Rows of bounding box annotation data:
=====

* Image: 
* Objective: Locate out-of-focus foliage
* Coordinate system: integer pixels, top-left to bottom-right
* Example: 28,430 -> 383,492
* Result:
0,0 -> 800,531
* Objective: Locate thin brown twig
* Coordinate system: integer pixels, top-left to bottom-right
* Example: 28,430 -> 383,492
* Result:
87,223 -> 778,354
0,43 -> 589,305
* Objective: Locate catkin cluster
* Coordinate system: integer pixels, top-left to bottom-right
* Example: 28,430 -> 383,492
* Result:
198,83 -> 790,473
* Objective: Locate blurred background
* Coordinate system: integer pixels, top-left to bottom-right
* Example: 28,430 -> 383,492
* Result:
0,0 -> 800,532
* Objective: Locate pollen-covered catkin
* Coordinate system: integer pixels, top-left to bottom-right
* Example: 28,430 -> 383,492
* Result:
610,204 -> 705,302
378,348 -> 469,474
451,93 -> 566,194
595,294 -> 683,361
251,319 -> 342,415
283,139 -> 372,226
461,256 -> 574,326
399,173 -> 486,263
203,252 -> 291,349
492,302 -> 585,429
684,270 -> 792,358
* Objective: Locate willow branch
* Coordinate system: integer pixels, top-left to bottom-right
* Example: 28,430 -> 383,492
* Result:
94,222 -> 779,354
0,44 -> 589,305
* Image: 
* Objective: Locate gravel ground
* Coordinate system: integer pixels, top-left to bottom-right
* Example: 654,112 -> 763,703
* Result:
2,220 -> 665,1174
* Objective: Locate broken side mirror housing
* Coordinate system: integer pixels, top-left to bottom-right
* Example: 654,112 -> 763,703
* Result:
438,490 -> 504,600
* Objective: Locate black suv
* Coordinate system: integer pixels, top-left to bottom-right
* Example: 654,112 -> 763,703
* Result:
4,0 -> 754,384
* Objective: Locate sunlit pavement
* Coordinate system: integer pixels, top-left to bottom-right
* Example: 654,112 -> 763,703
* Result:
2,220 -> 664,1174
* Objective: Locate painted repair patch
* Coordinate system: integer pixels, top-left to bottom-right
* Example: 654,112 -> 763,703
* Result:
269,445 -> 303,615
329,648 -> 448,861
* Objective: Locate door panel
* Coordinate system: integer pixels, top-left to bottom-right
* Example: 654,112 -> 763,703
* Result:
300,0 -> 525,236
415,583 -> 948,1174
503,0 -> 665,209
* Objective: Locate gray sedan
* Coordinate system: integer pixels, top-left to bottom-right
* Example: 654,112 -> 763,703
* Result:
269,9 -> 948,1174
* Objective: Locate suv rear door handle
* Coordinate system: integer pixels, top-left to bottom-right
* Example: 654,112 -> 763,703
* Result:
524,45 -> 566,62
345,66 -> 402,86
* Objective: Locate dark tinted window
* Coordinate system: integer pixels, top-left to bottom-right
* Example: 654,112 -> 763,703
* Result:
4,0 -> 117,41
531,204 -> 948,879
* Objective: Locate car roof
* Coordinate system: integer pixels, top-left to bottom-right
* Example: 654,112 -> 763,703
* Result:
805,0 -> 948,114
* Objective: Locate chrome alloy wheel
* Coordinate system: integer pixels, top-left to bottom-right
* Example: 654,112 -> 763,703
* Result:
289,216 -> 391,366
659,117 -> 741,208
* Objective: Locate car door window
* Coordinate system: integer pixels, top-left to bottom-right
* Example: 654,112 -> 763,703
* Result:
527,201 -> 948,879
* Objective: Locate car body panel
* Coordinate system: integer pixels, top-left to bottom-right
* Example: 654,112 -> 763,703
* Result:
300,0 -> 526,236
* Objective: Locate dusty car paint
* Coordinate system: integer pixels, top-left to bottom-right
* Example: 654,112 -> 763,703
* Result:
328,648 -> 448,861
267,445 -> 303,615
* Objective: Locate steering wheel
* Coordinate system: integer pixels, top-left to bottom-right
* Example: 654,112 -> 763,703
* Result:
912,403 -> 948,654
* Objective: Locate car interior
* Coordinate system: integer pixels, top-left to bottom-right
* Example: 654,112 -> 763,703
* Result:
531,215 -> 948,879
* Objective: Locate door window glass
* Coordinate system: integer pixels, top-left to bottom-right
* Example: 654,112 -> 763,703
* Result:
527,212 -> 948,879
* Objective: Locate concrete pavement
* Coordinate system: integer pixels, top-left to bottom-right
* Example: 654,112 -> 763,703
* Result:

=====

Present every line of the listing above as a numbered list, omitting any blank lines.

» RESULT FOR THIS TASK:
1. * Image: 
2. * Objective: Locate out-of-focus foliage
3. * Coordinate system: integer pixels, top-left to bottom-right
4. * Example: 28,430 -> 383,492
5. * Result:
6. 0,0 -> 800,531
7. * Objective: Locate thin brown twig
8. * Coordinate system: integer pixels, top-left to bottom-right
9. * Example: 28,430 -> 383,492
10. * Result:
11. 87,223 -> 778,354
12. 0,43 -> 589,305
13. * Objective: Locate catkin cluster
14. * Coordinate system: integer pixels, top-left to bottom-right
15. * Example: 28,430 -> 383,492
16. * Result:
17. 198,83 -> 790,473
18. * Objective: Locate blurred background
19. * Coordinate system: integer pixels, top-left to bottom-right
20. * Example: 28,430 -> 383,492
21. * Result:
22. 0,0 -> 800,532
23. * Objective: Locate pollen-covered catkin
24. * Coordinate system: integer pixels, top-left to bottom-right
25. * Example: 28,430 -> 383,492
26. * Result:
27. 610,204 -> 705,302
28. 378,348 -> 469,474
29. 451,93 -> 566,194
30. 595,294 -> 683,361
31. 251,319 -> 342,415
32. 283,139 -> 372,226
33. 461,256 -> 574,326
34. 399,173 -> 486,263
35. 203,252 -> 291,349
36. 492,302 -> 585,429
37. 684,270 -> 792,358
38. * Objective: Locate willow branch
39. * Coordinate system: integer pixels, top-left to bottom-right
40. * Example: 28,430 -> 383,492
41. * Result:
42. 94,222 -> 779,354
43. 0,44 -> 589,305
44. * Image: 
45. * Objective: Locate gravel ground
46. * Coordinate system: integer pixels, top-left to bottom-right
47. * Example: 654,112 -> 763,703
48. * Result:
49. 2,220 -> 665,1174
50. * Objective: Locate broken side mirror housing
51. * Coordinate system: integer pixels, top-left to bottom-right
52. * Example: 654,112 -> 763,703
53. * Result:
54. 438,490 -> 504,600
55. * Objective: Locate black suv
56. * Coordinate system: integer pixels, top-left to bottom-right
57. * Example: 654,112 -> 763,703
58. * Result:
59. 4,0 -> 754,384
60. * Objective: Locate sunlit pavement
61. * Coordinate system: integer pixels, top-left to bottom-right
62. * Example: 654,112 -> 763,703
63. * Result:
64. 2,220 -> 664,1174
65. * Objective: Locate painted repair patch
66. * Coordinate system: integer pixels, top-left to bottom-right
67. * Example: 654,112 -> 763,703
68. * Result:
69. 269,445 -> 303,615
70. 329,648 -> 448,861
71. * Objective: Locate door panel
72. * Coordinate system: integer pixels, top-left to bottom-right
73. * Example: 654,112 -> 763,703
74. * Result:
75. 300,0 -> 525,236
76. 415,583 -> 948,1174
77. 503,0 -> 665,209
78. * Objective: Locate gray sedan
79. * Coordinate system: integer pixels, top-left to bottom-right
80. * Example: 654,112 -> 763,703
81. * Result:
82. 269,9 -> 948,1174
83. * Objective: Locate suv rear door handle
84. * Coordinate system: integer pixels, top-left to bottom-right
85. * Example: 654,112 -> 763,703
86. * Result:
87. 524,45 -> 566,62
88. 345,66 -> 402,86
89. * Objective: Locate dark tinted window
90. * Coordinate system: integer pixels, top-left to bottom-right
91. * Example: 654,112 -> 763,703
92. * Result:
93. 4,0 -> 117,41
94. 531,204 -> 948,879
95. * Objective: Locate car roof
96. * Coordinate system: integer pixels, top-left to bottom-right
97. * Example: 654,112 -> 763,703
98. * Result:
99. 805,0 -> 948,114
100. * Objective: Locate chrome alloy wheel
101. * Coordinate system: integer pixels, top-left to bottom-right
102. * Example: 654,112 -> 763,703
103. * Result:
104. 289,216 -> 391,366
105. 659,117 -> 741,208
106. * Objective: Locate car door window
107. * Coordinate system: integer pixels, top-left to bottom-right
108. * Example: 654,112 -> 763,703
109. * Result:
110. 527,201 -> 948,879
111. * Objective: Locate car body panel
112. * Coordinate system: integer pixels, top-left to bottom-right
113. * Example: 654,112 -> 763,703
114. * Result:
115. 300,0 -> 526,236
116. * Objective: Locate dusty car paint
117. * Coordinate system: integer pixels, top-left to bottom-right
118. * Example: 654,112 -> 763,703
119. * Result:
120. 328,648 -> 448,861
121. 267,445 -> 303,615
122. * Objective: Locate steering wheel
123. * Coordinate system: integer pixels, top-left to bottom-right
124. * Example: 654,112 -> 763,703
125. * Result:
126. 912,403 -> 948,654
127. * Objective: Locate car interior
128. * Coordinate system: integer pixels, top-left to bottom-right
129. * Example: 654,112 -> 763,703
130. * Result:
131. 531,215 -> 948,879
132. * Objective: Locate door window glass
133. * Coordinate system: integer pixels, top-left to bottom-right
134. * Example: 654,112 -> 763,703
135. * Result:
136. 527,212 -> 948,879
137. * Objective: Locate concrete pavement
138. * Coordinate system: integer pixels, top-left to bottom-right
139. * Example: 654,112 -> 763,703
140. * Result:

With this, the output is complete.